__Do this__
Quote all of the entries word for word.

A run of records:

======

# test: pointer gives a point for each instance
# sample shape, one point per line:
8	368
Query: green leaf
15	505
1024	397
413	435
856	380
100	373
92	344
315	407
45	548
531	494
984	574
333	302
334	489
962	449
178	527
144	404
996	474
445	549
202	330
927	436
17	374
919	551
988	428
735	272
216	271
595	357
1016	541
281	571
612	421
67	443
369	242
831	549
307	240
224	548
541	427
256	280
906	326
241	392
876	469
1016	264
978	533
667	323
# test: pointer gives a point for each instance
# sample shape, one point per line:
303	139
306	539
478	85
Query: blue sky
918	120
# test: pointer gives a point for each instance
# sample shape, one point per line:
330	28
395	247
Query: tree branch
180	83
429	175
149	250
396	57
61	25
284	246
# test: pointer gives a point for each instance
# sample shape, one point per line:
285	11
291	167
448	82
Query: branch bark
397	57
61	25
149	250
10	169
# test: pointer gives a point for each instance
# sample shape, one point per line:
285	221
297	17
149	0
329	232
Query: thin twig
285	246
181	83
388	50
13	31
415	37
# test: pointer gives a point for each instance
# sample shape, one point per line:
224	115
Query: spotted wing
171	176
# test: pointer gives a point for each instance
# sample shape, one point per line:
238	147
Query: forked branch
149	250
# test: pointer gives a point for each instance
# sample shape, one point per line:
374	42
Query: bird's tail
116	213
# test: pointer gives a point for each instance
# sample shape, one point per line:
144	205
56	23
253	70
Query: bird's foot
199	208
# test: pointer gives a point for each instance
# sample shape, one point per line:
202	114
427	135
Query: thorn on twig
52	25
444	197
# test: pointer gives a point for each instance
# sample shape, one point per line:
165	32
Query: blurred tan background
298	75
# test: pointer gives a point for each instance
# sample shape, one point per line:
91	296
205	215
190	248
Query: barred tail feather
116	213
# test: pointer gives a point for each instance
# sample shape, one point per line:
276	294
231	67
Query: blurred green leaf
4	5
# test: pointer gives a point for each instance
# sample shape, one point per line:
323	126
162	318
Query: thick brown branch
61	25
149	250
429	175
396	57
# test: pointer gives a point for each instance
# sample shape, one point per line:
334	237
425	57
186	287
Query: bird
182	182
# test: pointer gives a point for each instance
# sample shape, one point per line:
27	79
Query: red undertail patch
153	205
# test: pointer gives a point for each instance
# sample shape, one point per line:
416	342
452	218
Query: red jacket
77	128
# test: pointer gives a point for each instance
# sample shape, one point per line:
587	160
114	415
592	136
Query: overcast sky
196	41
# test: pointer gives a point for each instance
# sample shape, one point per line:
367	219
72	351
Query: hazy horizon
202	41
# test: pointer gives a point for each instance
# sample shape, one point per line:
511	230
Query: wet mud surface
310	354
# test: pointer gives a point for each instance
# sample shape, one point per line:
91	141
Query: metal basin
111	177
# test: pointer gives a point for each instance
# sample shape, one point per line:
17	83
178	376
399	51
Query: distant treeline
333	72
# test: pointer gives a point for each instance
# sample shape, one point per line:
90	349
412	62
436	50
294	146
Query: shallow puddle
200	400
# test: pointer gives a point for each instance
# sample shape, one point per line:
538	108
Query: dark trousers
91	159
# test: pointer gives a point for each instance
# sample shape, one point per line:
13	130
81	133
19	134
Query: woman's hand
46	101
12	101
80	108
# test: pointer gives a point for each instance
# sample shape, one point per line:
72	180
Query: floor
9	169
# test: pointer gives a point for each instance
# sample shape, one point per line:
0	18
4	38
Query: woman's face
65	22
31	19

======

__Answer to the problem__
# test: pointer gives a point for each instance
# sample shape, one point per line:
8	368
Query: green leaf
15	505
1024	397
413	435
856	380
100	373
92	344
315	407
45	548
531	494
984	574
333	302
334	489
962	449
178	527
144	404
996	474
445	549
202	330
927	436
17	374
919	551
988	428
735	272
216	271
595	357
1016	541
281	571
612	421
67	443
369	242
831	549
307	240
224	548
541	427
256	280
906	326
241	392
876	469
1016	264
978	533
667	323
# test: pointer gives a point for each instance
# sample shape, one point per line:
303	139
306	539
478	85
Query: blue sky
918	120
# test: pointer gives a point for each instance
# sample shape, one point per line:
330	28
395	247
Query: tree branch
180	83
429	175
149	250
396	57
61	25
284	246
# test: pointer gives a point for each instance
# sample shape, one point per line:
285	11
291	167
448	82
Query: branch bark
397	57
61	25
149	250
10	169
# test: pointer gives a point for each instance
# sample shape, one point per line:
285	221
297	17
149	0
329	232
Query: thin twig
285	246
181	83
388	50
13	31
415	37
# test: pointer gives a point for each instance
# sample shape, one point per line:
224	115
Query: spotted wing
171	176
# test: pointer gives a point for each instance
# sample shape, one point per line:
238	147
Query: forked branch
149	250
# test: pointer gives a point for each instance
# sample shape, one point per line:
374	42
Query: bird's tail
116	213
# test: pointer gives a point for each instance
# sample shape, one point per line:
144	205
56	23
253	70
Query: bird's foot
199	208
# test: pointer gives a point for each instance
# sample shape, one point per line:
202	114
427	135
Query: thorn on twig
52	25
444	197
# test: pointer gives a point for each instance
# sample shape, one point per line:
165	32
Query: blurred tan background
298	75
# test: pointer gives a point for each instance
# sample shape, one point per line:
91	296
205	215
190	248
Query: barred tail feather
116	213
# test: pointer gives a point for each instance
# sample shape, one point per line:
276	294
231	67
Query: blurred green leaf
4	5
# test: pointer gives a point for each instance
# sample shape, one point per line:
323	126
162	318
Query: thick brown branch
61	25
149	250
429	175
396	57
# test: pointer gives a point for each instance
# sample shape, one point per line:
334	237
425	57
186	287
Query: bird
182	182
# test: pointer gives a point for each instance
# sample shape, one point per line:
27	79
Query: red undertail patch
153	205
# test: pointer gives a point for each instance
# sample shape, one point per line:
416	342
452	218
Query: red jacket
77	128
# test: pointer gives a point for each instance
# sample shape, one point per line:
587	160
114	415
592	136
Query: overcast sky
196	41
# test: pointer gives a point for each instance
# sample shape, one point per line:
367	219
72	351
Query: hazy horizon
202	41
# test: pointer gives a point for each instance
# sample shape, one point per line:
511	230
Query: wet mud surface
310	354
# test: pointer gives a point for each instance
# sample shape, one point per line:
91	141
Query: metal basin
111	177
# test: pointer gives a point for each instance
# sample shape, one point per line:
17	83
178	376
399	51
Query: distant treeline
333	72
# test: pointer gives a point for each instance
# sample shape, one point per line:
90	349
412	62
436	50
294	146
Query: shallow puddle
200	400
# test: pointer gives a point for each instance
# sample shape, one point per line:
538	108
Query: dark trousers
91	159
# test: pointer gives a point for each instance
# sample shape, one point per line:
13	130
81	133
19	134
Query: woman's hand
46	101
12	101
80	108
# test: pointer gives a point for each instance
# sample shape, one point per line:
72	180
Query: floor
9	169
# test: pointer gives a point for each instance
# sample shape, one point per line:
0	18
4	38
Query: woman's face
65	22
31	19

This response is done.